> **Problem details**: Please copy word for word the items between the lines holding "Where can you find the bush?" and "<point>386,184</point>", inclusive.

> **Material supplied**:

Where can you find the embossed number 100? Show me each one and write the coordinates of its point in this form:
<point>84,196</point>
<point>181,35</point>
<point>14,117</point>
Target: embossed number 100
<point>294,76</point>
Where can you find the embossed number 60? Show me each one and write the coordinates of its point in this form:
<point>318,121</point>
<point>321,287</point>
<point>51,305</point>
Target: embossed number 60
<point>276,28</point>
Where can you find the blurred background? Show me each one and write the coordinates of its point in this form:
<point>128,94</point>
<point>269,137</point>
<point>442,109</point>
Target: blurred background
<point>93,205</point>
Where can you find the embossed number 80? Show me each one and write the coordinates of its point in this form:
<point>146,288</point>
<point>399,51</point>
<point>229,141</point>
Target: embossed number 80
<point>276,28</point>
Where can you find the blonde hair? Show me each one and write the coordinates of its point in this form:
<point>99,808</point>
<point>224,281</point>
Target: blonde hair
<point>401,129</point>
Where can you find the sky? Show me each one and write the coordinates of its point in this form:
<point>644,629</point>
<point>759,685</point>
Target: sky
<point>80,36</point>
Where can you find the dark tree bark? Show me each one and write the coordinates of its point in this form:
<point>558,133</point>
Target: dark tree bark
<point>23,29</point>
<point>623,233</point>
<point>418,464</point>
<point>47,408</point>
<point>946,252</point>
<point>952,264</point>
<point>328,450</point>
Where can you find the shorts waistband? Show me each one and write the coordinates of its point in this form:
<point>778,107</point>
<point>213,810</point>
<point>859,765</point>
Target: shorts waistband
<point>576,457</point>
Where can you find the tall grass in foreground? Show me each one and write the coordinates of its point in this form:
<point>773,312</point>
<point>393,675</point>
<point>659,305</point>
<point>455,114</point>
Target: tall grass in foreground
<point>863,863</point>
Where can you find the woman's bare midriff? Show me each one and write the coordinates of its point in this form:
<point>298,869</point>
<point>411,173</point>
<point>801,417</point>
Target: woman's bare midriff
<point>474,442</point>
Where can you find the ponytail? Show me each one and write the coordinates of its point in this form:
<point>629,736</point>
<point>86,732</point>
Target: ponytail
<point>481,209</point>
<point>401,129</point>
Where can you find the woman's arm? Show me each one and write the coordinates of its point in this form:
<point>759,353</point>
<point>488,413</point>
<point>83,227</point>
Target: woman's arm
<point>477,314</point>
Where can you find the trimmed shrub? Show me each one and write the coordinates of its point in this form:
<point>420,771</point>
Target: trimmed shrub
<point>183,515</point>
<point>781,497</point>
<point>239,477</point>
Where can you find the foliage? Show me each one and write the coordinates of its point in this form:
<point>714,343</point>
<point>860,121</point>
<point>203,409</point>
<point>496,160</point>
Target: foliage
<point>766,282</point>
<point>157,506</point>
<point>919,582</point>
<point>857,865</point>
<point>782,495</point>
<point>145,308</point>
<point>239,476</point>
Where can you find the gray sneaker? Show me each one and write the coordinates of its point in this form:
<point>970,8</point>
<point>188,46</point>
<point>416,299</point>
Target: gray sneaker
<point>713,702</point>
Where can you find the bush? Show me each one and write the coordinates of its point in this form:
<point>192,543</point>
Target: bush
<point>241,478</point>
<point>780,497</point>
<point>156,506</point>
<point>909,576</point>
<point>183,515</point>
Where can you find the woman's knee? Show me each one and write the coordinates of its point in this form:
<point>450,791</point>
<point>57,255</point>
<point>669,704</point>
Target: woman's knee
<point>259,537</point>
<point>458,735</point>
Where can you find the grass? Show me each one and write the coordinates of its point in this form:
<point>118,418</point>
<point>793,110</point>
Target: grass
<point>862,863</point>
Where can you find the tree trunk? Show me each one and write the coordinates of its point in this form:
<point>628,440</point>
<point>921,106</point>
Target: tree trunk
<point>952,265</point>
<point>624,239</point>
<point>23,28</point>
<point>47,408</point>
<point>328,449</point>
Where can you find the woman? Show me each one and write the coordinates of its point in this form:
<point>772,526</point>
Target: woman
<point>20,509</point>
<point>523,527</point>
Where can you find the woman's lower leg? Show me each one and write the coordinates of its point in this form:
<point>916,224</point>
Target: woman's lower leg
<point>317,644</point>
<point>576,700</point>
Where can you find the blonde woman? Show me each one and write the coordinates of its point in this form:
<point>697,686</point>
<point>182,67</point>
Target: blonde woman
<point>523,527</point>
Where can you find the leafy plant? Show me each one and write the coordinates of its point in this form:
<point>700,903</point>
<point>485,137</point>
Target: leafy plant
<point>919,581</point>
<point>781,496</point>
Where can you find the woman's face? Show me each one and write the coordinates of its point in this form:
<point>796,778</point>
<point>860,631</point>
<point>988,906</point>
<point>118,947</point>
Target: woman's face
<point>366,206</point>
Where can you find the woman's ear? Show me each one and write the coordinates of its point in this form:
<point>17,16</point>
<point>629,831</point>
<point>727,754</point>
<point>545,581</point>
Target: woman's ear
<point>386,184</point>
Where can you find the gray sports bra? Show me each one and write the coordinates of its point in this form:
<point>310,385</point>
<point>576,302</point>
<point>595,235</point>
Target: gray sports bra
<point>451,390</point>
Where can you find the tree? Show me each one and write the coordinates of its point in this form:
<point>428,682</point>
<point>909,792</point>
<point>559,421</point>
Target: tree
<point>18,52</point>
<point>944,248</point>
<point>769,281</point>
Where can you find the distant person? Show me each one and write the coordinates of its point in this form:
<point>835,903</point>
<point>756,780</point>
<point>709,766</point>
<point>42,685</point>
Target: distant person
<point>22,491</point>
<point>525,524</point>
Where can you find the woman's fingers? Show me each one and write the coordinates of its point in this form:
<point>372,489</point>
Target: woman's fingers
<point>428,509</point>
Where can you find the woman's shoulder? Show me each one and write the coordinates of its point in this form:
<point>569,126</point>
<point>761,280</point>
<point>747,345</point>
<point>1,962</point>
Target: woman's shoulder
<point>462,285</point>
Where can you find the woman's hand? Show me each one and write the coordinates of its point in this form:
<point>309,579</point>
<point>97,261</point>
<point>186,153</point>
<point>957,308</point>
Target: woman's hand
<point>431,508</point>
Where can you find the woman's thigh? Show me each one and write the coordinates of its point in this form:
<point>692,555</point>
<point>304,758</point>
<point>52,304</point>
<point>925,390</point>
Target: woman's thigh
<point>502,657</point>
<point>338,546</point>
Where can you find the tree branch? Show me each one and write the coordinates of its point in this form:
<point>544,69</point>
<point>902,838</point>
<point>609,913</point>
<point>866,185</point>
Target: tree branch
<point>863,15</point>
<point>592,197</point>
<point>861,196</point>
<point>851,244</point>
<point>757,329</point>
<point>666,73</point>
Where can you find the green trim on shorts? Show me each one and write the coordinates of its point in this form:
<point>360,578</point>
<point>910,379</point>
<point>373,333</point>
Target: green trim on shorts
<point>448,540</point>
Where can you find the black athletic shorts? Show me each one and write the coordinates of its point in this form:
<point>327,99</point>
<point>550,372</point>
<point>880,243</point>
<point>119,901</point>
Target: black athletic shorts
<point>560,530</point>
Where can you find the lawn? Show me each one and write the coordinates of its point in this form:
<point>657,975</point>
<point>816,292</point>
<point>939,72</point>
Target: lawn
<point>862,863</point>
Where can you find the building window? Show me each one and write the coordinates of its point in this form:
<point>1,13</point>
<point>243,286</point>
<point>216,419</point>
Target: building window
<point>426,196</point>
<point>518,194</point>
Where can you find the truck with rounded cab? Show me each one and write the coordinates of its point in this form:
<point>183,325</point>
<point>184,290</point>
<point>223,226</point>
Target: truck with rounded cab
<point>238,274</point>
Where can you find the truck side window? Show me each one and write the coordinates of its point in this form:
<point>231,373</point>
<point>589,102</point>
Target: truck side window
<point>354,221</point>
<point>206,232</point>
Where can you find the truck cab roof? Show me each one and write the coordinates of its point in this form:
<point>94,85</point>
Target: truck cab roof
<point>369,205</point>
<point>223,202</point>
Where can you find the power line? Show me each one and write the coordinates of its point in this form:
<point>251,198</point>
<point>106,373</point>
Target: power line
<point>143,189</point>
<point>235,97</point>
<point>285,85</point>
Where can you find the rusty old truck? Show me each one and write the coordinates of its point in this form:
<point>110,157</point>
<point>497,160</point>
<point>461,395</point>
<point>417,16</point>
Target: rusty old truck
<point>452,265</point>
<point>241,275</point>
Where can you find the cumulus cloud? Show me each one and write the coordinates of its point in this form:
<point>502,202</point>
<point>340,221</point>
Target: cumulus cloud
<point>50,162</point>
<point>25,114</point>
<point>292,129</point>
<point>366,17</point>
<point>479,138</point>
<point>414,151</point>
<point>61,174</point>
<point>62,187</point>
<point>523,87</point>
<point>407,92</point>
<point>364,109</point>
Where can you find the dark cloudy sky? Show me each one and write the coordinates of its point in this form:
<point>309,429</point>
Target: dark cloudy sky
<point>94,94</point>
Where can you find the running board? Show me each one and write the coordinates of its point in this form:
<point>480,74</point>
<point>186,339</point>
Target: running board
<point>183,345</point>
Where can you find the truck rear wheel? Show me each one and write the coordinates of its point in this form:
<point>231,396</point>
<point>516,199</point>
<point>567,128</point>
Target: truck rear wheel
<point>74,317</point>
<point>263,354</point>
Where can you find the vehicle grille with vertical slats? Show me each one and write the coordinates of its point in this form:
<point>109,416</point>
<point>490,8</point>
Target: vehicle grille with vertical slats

> **Answer**:
Where can you find the bush? Show me each one and write the coordinates of its point in this form:
<point>192,543</point>
Target: bush
<point>241,478</point>
<point>780,497</point>
<point>156,506</point>
<point>909,576</point>
<point>183,515</point>
Where can you find the woman's knee? Show me each one and write the coordinates of its point in this form:
<point>450,791</point>
<point>57,255</point>
<point>669,704</point>
Target: woman's knee
<point>259,537</point>
<point>458,735</point>
Where can you find the grass? Show me each one and write the coordinates of its point in this form:
<point>118,418</point>
<point>793,110</point>
Target: grass
<point>862,863</point>
Where can you find the tree trunk? Show me each one and write the coordinates of its point in this form:
<point>628,440</point>
<point>921,106</point>
Target: tree trunk
<point>952,265</point>
<point>624,239</point>
<point>23,28</point>
<point>47,408</point>
<point>328,449</point>
Where can you find the woman? Show me each one and write the coordinates of its point in this form:
<point>772,526</point>
Target: woman
<point>20,509</point>
<point>523,527</point>
Where can you find the woman's lower leg? Show me each one and write the coordinates of its point in this form:
<point>916,224</point>
Target: woman's lower leg
<point>317,644</point>
<point>576,700</point>
Where can you find the blonde woman? Show me each one and write the coordinates of its point in this form:
<point>697,686</point>
<point>182,67</point>
Target: blonde woman
<point>523,527</point>
Where can you find the leafy plant? Show me each one and write the coordinates of its point in this form:
<point>700,903</point>
<point>485,137</point>
Target: leafy plant
<point>919,581</point>
<point>781,496</point>
Where can you find the woman's face? Show me each one and write the coordinates of its point in this form:
<point>796,778</point>
<point>860,631</point>
<point>988,906</point>
<point>118,947</point>
Target: woman's face
<point>366,206</point>
Where can you find the woman's ear? Show me each one and write the coordinates of its point in this form:
<point>17,16</point>
<point>629,831</point>
<point>727,754</point>
<point>545,581</point>
Target: woman's ear
<point>386,184</point>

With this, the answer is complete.